Pointing items
▼

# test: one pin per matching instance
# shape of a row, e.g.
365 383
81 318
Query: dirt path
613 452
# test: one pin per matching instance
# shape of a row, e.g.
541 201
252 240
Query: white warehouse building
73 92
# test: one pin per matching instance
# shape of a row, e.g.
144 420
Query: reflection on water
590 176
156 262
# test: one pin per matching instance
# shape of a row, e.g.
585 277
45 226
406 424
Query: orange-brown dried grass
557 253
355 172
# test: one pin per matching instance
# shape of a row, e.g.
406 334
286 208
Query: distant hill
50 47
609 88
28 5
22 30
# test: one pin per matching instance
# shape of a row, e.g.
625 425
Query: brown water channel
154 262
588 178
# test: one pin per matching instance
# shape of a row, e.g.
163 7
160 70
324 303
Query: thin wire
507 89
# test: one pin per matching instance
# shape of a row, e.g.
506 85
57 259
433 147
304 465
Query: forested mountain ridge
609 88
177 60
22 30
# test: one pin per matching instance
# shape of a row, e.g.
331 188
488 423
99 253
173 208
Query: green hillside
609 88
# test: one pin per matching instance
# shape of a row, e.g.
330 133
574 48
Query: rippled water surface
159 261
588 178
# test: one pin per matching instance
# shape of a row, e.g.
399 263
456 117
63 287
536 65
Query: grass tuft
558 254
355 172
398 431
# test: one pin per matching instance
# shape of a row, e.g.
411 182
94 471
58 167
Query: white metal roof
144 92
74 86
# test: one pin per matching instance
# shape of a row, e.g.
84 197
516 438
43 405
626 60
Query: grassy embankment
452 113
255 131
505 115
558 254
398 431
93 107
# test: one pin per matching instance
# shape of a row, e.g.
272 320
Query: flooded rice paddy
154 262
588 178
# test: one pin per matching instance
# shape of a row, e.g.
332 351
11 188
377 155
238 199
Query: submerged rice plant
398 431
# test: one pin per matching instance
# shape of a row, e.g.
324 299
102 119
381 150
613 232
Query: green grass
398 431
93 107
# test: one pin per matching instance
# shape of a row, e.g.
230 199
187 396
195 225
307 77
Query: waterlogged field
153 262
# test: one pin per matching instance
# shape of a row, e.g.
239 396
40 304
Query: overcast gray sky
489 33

▲

EXERCISE TASK
Pick out each line of the items above that contains the word "green", and copy those lines.

FINAL RESULT
Query: green hillside
Query: green grass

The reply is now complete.